AIM OF THE EXERCISE
Copy everything in the diode circuit thread from "1. The problem" down to "the diode operates.", changing "source transformations" to "source conversions".

EXCERPT TO READ
# Thevenin/Norton? (Diode)

1. Mar 7, 2013

### ElijahRockers

1. The problem statement, all variables and given/known data

Graph V_out as a function of I_in

Attempt:

I was able to complete the previous three questions by doing norton-thevenin source transformations and getting a single voltage source, which let me figure out the appropriate value of I_in for which the diode operates.

But with the diode in parallel I'm not sure I can transform. Can I do this?:

If so, then that will allow me to draw a graph, but the diode in parallel threw me off.

EDIT: The voltage in the last diagram shouldn't have a value of 1V associated with it, this exercise involves no specific values for any components

2. Mar 7, 2013

### Staff: Mentor

It's a bit tricky. You can think of the diode as a resistor in parallel with R1, but it's a resistor that changes value depending upon the direction of the current that wants to pass through it. Your transformed source model will have two versions: one where the diode is conducting and one where the diode is not conducting. Bit of a catch-22 there, since you need to know which model to apply when, in order to find out which model to apply...

PROVIDED DATA
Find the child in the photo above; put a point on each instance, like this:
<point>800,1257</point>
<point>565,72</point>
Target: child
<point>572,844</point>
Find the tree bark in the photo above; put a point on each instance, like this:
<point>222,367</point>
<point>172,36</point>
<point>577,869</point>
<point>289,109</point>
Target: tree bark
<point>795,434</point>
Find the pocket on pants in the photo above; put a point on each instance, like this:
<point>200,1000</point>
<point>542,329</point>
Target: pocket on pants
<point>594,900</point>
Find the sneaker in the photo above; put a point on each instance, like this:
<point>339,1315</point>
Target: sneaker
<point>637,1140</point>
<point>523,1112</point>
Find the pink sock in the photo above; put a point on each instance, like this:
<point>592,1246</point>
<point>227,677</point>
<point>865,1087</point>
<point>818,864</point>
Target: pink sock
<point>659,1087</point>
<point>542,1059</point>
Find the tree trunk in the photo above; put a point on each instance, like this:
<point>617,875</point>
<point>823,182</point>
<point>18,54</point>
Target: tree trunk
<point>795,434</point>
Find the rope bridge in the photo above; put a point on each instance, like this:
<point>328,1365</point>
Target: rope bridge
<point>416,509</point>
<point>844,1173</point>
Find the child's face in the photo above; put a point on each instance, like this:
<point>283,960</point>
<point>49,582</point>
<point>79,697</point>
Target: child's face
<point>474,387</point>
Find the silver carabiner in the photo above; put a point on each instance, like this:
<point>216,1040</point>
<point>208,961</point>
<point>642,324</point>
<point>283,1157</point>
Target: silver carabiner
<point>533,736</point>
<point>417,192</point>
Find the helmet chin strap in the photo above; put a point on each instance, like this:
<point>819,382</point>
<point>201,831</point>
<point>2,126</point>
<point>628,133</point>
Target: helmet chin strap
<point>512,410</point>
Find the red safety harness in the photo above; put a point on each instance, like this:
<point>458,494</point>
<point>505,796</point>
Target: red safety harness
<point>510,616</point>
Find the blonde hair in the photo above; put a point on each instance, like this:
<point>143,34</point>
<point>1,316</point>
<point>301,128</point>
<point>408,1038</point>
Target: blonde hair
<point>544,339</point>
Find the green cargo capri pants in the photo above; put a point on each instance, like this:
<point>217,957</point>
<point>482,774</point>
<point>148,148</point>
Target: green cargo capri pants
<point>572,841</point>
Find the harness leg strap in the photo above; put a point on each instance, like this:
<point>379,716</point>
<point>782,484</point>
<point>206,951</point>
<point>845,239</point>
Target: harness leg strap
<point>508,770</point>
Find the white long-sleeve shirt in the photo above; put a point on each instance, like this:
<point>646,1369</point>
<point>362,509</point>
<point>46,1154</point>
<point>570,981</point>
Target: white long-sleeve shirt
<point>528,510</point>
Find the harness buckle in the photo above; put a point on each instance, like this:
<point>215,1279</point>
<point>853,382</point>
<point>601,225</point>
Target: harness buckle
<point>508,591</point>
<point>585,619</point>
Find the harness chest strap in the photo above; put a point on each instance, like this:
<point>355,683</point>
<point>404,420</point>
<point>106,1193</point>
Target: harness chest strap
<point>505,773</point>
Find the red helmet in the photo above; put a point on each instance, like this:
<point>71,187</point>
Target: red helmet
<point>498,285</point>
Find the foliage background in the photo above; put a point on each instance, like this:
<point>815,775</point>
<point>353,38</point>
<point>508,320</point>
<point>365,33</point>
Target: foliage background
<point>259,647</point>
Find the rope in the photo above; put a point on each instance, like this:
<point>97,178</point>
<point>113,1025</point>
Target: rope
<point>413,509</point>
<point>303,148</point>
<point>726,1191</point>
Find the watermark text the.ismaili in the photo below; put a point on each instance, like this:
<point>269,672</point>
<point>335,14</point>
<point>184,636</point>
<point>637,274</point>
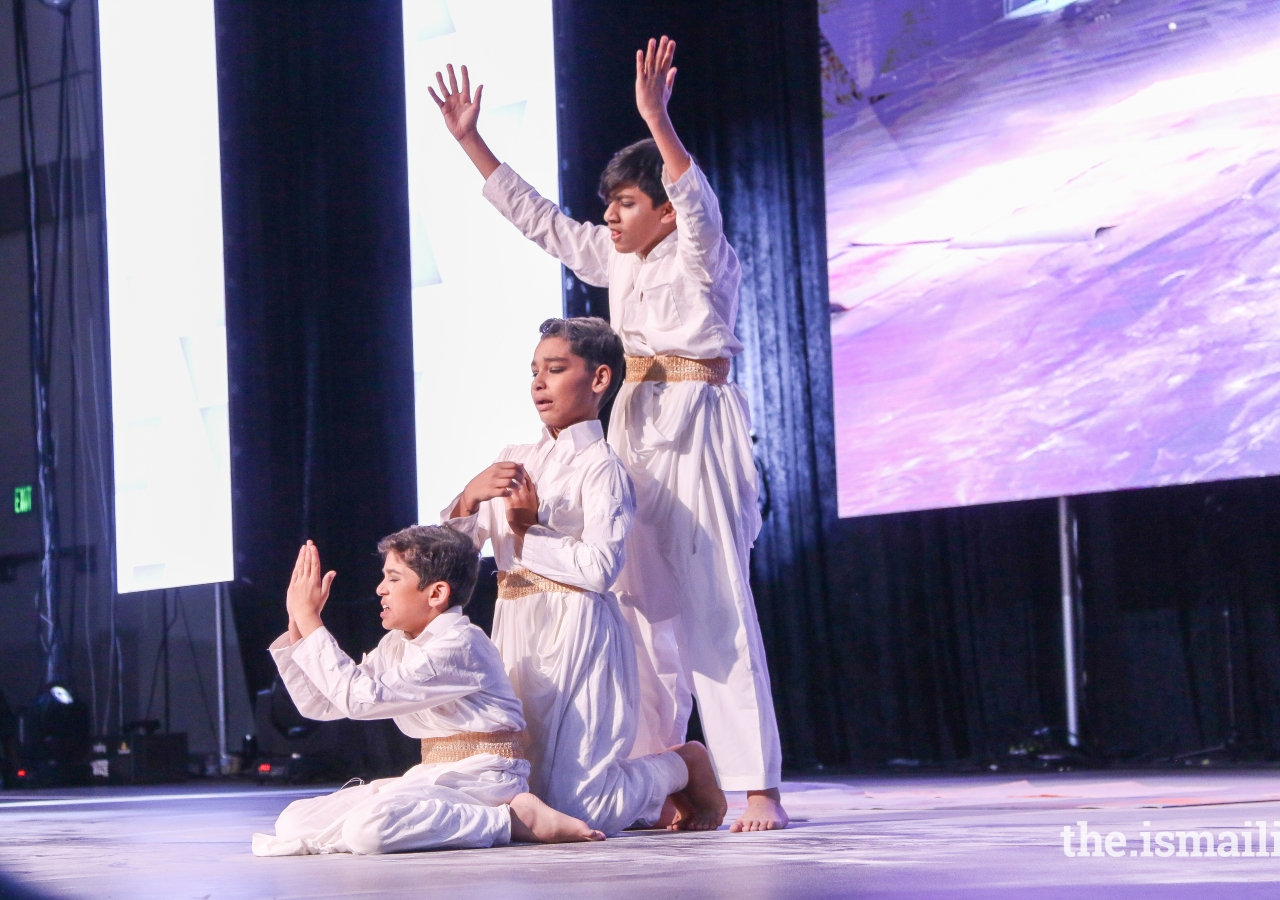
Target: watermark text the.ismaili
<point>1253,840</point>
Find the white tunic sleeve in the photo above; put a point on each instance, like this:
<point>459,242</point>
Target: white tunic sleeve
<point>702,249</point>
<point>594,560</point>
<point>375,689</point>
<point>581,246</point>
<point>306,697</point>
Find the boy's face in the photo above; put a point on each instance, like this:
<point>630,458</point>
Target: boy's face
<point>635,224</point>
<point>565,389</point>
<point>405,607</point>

WRITTEN SOLUTION
1. The problem statement, all variables and given/known data

Graph V_out as a function of I_in

Attempt:

I was able to complete the previous three questions by doing norton-thevenin source conversions and getting a single voltage source, which let me figure out the appropriate value of I_in for which the diode operates.